(Stored data)
○ ○ ○ ○ ○

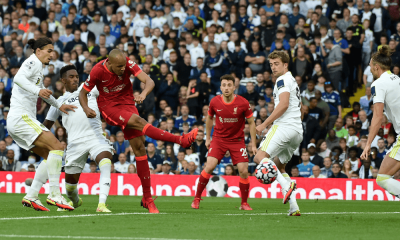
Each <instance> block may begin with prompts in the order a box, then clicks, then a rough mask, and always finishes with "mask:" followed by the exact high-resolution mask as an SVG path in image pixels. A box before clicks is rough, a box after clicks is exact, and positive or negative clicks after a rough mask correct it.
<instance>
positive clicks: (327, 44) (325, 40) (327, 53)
mask: <svg viewBox="0 0 400 240" xmlns="http://www.w3.org/2000/svg"><path fill="white" fill-rule="evenodd" d="M324 44H325V47H326V48H327V49H329V53H326V52H325V50H324V48H323V47H321V50H322V55H323V56H324V57H326V67H327V68H328V73H329V77H330V79H331V81H332V83H333V86H334V87H335V89H338V90H340V89H341V87H340V85H339V84H340V82H341V79H342V62H343V59H342V58H343V54H342V51H341V49H340V46H338V45H334V44H333V42H332V40H331V39H327V40H325V42H324Z"/></svg>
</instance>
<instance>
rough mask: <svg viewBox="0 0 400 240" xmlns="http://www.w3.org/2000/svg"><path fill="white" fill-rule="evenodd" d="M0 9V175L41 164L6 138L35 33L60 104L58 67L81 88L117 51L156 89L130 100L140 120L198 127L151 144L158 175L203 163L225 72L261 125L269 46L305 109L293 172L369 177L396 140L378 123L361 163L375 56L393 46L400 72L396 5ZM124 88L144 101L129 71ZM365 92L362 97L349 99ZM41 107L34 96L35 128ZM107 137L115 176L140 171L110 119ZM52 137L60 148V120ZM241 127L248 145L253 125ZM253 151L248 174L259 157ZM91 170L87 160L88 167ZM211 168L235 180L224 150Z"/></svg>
mask: <svg viewBox="0 0 400 240" xmlns="http://www.w3.org/2000/svg"><path fill="white" fill-rule="evenodd" d="M0 5H1V7H0V31H1V32H0V64H1V65H0V119H1V120H0V140H1V141H0V160H1V161H0V164H1V165H0V170H1V169H3V170H8V171H35V167H36V166H37V165H38V163H39V162H40V161H41V159H40V158H39V157H38V156H36V155H34V154H32V153H30V152H28V151H25V150H23V149H21V148H19V147H18V146H17V145H16V144H15V143H14V142H13V139H12V138H11V137H10V136H9V135H8V133H7V124H6V119H7V114H8V111H9V107H10V96H11V90H12V87H13V77H14V76H15V74H16V72H17V71H18V69H19V67H20V66H21V64H22V63H23V61H24V60H25V59H26V58H27V57H29V56H30V54H32V50H31V49H29V47H27V44H26V43H27V41H28V40H29V39H31V38H34V39H38V38H40V37H42V36H47V37H49V38H51V39H52V40H53V42H54V49H55V51H54V52H53V54H52V61H51V62H50V65H48V66H45V68H44V76H45V77H44V85H45V87H47V88H49V89H50V90H52V91H53V94H54V96H55V97H56V98H57V97H58V96H61V95H62V94H63V93H64V92H65V89H64V86H63V84H62V83H61V81H60V76H59V71H60V69H61V68H62V67H63V66H65V65H68V64H73V65H75V66H76V67H77V69H78V72H79V75H80V81H81V82H83V81H85V80H86V79H87V77H88V75H89V73H90V71H91V69H92V68H93V66H95V65H96V64H97V63H98V62H99V61H101V60H103V59H106V58H107V54H108V53H109V51H110V50H111V49H114V48H118V49H120V50H121V51H124V52H125V53H126V56H127V57H129V58H130V59H131V60H133V61H135V62H136V63H138V64H140V67H141V68H142V70H143V71H144V72H145V73H147V74H148V75H149V76H150V77H151V78H152V79H153V80H154V82H155V88H154V90H153V91H152V93H151V94H150V95H148V96H147V98H146V100H145V101H144V103H143V104H139V105H137V108H138V110H139V113H140V115H141V116H142V117H143V118H145V119H146V120H148V121H149V122H150V123H151V124H152V125H154V126H157V127H159V128H161V129H164V130H166V131H168V132H171V133H174V134H177V135H181V134H182V133H187V132H188V131H190V129H192V128H194V127H198V128H199V129H200V131H199V134H198V136H197V139H196V142H195V143H194V144H193V146H192V148H191V149H181V148H180V147H179V146H178V145H176V144H172V143H167V142H161V141H155V140H153V139H150V138H148V137H146V148H147V152H148V159H149V166H150V169H151V171H152V173H154V174H191V175H193V174H199V173H200V172H201V169H202V168H204V165H205V164H206V158H207V149H206V147H205V128H204V126H205V116H206V115H207V110H208V104H209V102H210V100H211V99H212V98H213V97H214V96H216V95H218V94H220V93H221V92H220V89H219V86H220V82H219V78H220V76H222V75H223V74H232V75H234V77H235V86H236V90H235V94H238V95H241V96H243V97H244V98H246V99H247V100H248V101H249V103H250V106H251V108H252V110H253V112H254V117H255V119H256V125H259V124H261V123H262V122H263V121H264V120H265V119H266V118H268V116H269V115H270V114H271V113H272V111H273V110H274V96H273V88H274V84H275V81H276V77H274V76H272V75H271V71H270V67H269V63H268V54H269V53H270V52H272V51H274V50H281V51H287V52H288V54H289V56H290V64H289V70H290V71H291V73H292V75H293V76H294V77H295V79H296V81H297V83H298V85H299V87H300V90H301V98H302V103H303V107H302V113H303V115H304V118H303V128H304V136H303V137H304V140H303V142H302V144H301V146H299V149H298V151H296V153H295V155H294V156H293V159H292V161H291V162H290V163H289V164H288V166H287V172H289V173H290V174H291V176H294V177H313V178H324V177H335V178H376V175H377V172H378V169H379V167H380V164H381V162H382V159H383V158H384V156H385V155H386V153H387V152H388V150H389V149H390V148H391V146H392V145H393V144H394V142H396V133H395V132H394V131H393V127H392V124H391V123H390V121H388V119H385V120H384V121H383V122H382V128H381V129H380V131H379V134H378V136H377V137H376V138H375V140H374V142H373V144H372V147H373V148H372V151H371V155H370V157H369V159H367V160H363V161H362V160H360V158H359V156H360V154H361V152H362V150H363V148H364V146H365V144H366V139H367V136H368V129H369V125H370V122H371V119H372V116H373V104H372V96H371V89H370V84H371V83H372V81H373V80H374V79H373V77H372V74H371V73H370V70H369V59H370V56H371V54H372V53H373V52H375V51H376V50H377V49H378V48H379V47H380V46H381V45H389V47H390V49H391V51H392V52H393V54H392V63H393V66H392V69H391V70H392V72H393V73H394V74H397V75H399V72H400V68H399V64H400V45H399V42H400V23H399V21H400V11H399V0H366V1H363V0H306V1H303V0H215V1H214V0H208V1H206V0H195V1H194V0H183V1H179V0H127V1H125V0H118V1H115V0H96V1H94V0H14V1H11V0H10V1H9V0H0ZM131 81H132V83H133V90H134V94H135V95H136V94H140V92H141V90H142V89H143V88H144V84H143V83H141V82H140V81H139V80H138V79H135V78H134V76H132V77H131ZM361 89H365V95H364V96H363V97H361V98H360V99H354V98H351V97H352V96H354V94H355V93H357V92H359V91H363V90H361ZM348 108H351V111H347V110H345V109H348ZM48 109H49V106H48V104H46V103H45V102H44V101H42V100H41V99H40V98H39V100H38V102H37V118H38V120H39V121H44V119H45V117H46V113H47V111H48ZM103 130H104V132H105V133H106V134H107V138H109V139H110V141H111V142H112V143H113V144H114V148H115V154H114V159H113V162H114V164H113V172H120V173H135V172H136V167H135V156H134V154H133V151H132V149H131V147H130V146H129V143H128V142H127V141H125V140H124V137H123V133H122V132H121V131H120V129H119V128H118V127H113V126H108V125H107V124H106V123H105V122H104V123H103ZM51 131H52V132H53V133H54V134H55V135H56V137H57V138H58V139H59V140H60V141H61V142H62V143H63V144H64V145H65V146H66V145H67V133H66V131H65V129H64V128H63V127H62V124H61V121H57V122H56V123H55V126H54V128H52V129H51ZM244 132H245V141H246V144H247V147H248V149H251V143H250V134H249V127H248V125H246V126H245V129H244ZM265 132H266V131H265ZM265 132H264V134H265ZM262 137H263V136H257V141H256V142H257V144H259V143H260V142H261V140H262ZM248 154H249V160H250V163H249V171H250V173H252V174H253V173H254V170H255V167H256V166H255V164H254V163H253V161H252V160H253V157H254V156H253V155H252V153H251V151H248ZM97 171H98V168H97V166H96V164H95V163H94V162H93V161H91V159H88V162H87V166H86V167H85V170H84V172H97ZM214 173H215V174H216V175H236V169H235V167H234V166H232V161H231V158H230V154H229V152H227V153H226V155H225V156H224V158H223V159H222V160H221V164H220V165H218V167H217V168H216V170H215V172H214Z"/></svg>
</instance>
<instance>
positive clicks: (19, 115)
mask: <svg viewBox="0 0 400 240" xmlns="http://www.w3.org/2000/svg"><path fill="white" fill-rule="evenodd" d="M7 130H8V133H9V134H10V136H11V137H12V138H13V140H14V141H15V142H16V143H17V144H18V146H20V147H21V148H23V149H25V150H30V149H32V148H34V147H35V145H33V142H34V141H35V140H36V139H37V138H38V137H39V135H40V134H41V133H42V132H43V131H49V129H47V128H46V127H45V126H44V125H43V124H41V123H40V122H39V121H38V120H36V117H33V116H31V115H30V114H29V115H28V114H23V113H21V114H17V113H13V114H9V115H8V117H7Z"/></svg>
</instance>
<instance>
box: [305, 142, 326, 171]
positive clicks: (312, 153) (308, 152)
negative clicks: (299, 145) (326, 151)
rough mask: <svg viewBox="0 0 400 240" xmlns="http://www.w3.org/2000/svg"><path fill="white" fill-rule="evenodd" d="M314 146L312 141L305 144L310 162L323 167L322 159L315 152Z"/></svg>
mask: <svg viewBox="0 0 400 240" xmlns="http://www.w3.org/2000/svg"><path fill="white" fill-rule="evenodd" d="M316 150H317V149H316V146H315V144H314V143H309V144H308V145H307V151H308V154H309V156H310V162H311V163H312V164H314V165H316V166H319V167H320V168H323V167H324V159H323V158H322V157H321V156H319V155H318V154H317V151H316Z"/></svg>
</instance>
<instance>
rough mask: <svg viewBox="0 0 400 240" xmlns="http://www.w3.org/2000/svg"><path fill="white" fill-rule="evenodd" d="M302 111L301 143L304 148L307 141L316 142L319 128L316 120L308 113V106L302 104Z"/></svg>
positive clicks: (318, 126)
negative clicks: (302, 130) (302, 118)
mask: <svg viewBox="0 0 400 240" xmlns="http://www.w3.org/2000/svg"><path fill="white" fill-rule="evenodd" d="M301 110H302V112H303V116H304V117H303V128H304V131H303V144H302V148H304V150H305V149H306V146H307V143H316V142H317V141H318V139H319V134H320V128H319V124H318V120H317V119H315V118H314V117H312V116H310V115H309V114H308V107H307V106H304V105H303V106H302V109H301Z"/></svg>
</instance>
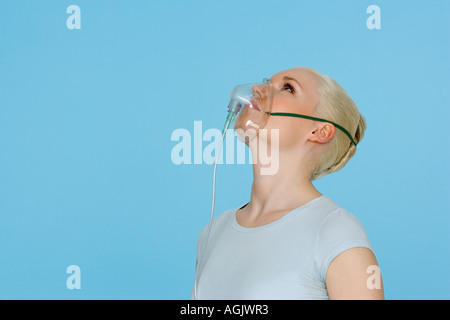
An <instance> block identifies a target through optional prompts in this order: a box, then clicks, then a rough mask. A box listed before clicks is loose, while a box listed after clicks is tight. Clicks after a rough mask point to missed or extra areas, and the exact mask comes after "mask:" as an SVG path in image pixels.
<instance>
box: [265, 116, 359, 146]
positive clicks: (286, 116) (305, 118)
mask: <svg viewBox="0 0 450 320" xmlns="http://www.w3.org/2000/svg"><path fill="white" fill-rule="evenodd" d="M267 114H269V115H271V116H284V117H295V118H304V119H309V120H314V121H320V122H329V123H332V124H333V125H334V126H335V127H336V128H338V129H339V130H341V131H342V132H344V133H345V134H346V135H347V136H348V137H349V139H350V140H351V141H352V143H353V144H354V145H355V147H356V145H357V143H356V142H355V140H353V137H352V135H351V134H350V133H349V132H348V131H347V130H345V128H343V127H341V126H340V125H338V124H337V123H334V122H333V121H328V120H325V119H321V118H316V117H310V116H305V115H302V114H297V113H288V112H267Z"/></svg>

○ ○ ○ ○ ○

[Exercise objective]:
Look above for the line with "box: [305, 142, 326, 171]", then print it and each line after it down to and including the line with "box: [265, 116, 359, 146]". Leave out the pictures and keep the wording exact.

[Exercise output]:
box: [305, 142, 326, 171]
positive clicks: (312, 153) (308, 152)
negative clicks: (299, 145) (326, 151)
rough mask: <svg viewBox="0 0 400 240" xmlns="http://www.w3.org/2000/svg"><path fill="white" fill-rule="evenodd" d="M314 146L312 141L305 144L310 162L323 167L322 159L315 152Z"/></svg>
mask: <svg viewBox="0 0 400 240" xmlns="http://www.w3.org/2000/svg"><path fill="white" fill-rule="evenodd" d="M316 150H317V149H316V146H315V144H314V143H309V144H308V145H307V151H308V154H309V156H310V162H311V163H312V164H314V165H316V166H319V167H320V168H323V167H324V159H323V158H322V157H321V156H319V155H318V154H317V151H316Z"/></svg>
</instance>
<instance>
rough mask: <svg viewBox="0 0 400 240" xmlns="http://www.w3.org/2000/svg"><path fill="white" fill-rule="evenodd" d="M302 111L301 143L304 148L307 141L316 142L319 128L316 120L308 113V106L302 104Z"/></svg>
positive clicks: (318, 126)
negative clicks: (302, 130) (302, 118)
mask: <svg viewBox="0 0 400 240" xmlns="http://www.w3.org/2000/svg"><path fill="white" fill-rule="evenodd" d="M301 110H302V112H303V116H304V117H303V128H304V131H303V144H302V148H304V150H305V149H306V146H307V143H316V142H317V141H318V139H319V134H320V128H319V124H318V120H317V119H315V118H314V117H312V116H310V115H309V114H308V107H307V106H304V105H303V106H302V109H301Z"/></svg>
</instance>
An <instance> block identifies a target through optional prompts in this order: a box, then clicks, then a rough mask. A box listed before clicks is loose, while a box listed after clicks is tight. Clicks after a rough mask point to missed or extra areas, and the exact mask comes after "mask:" as an SVG path in image pixels.
<instance>
box: [265, 116, 359, 146]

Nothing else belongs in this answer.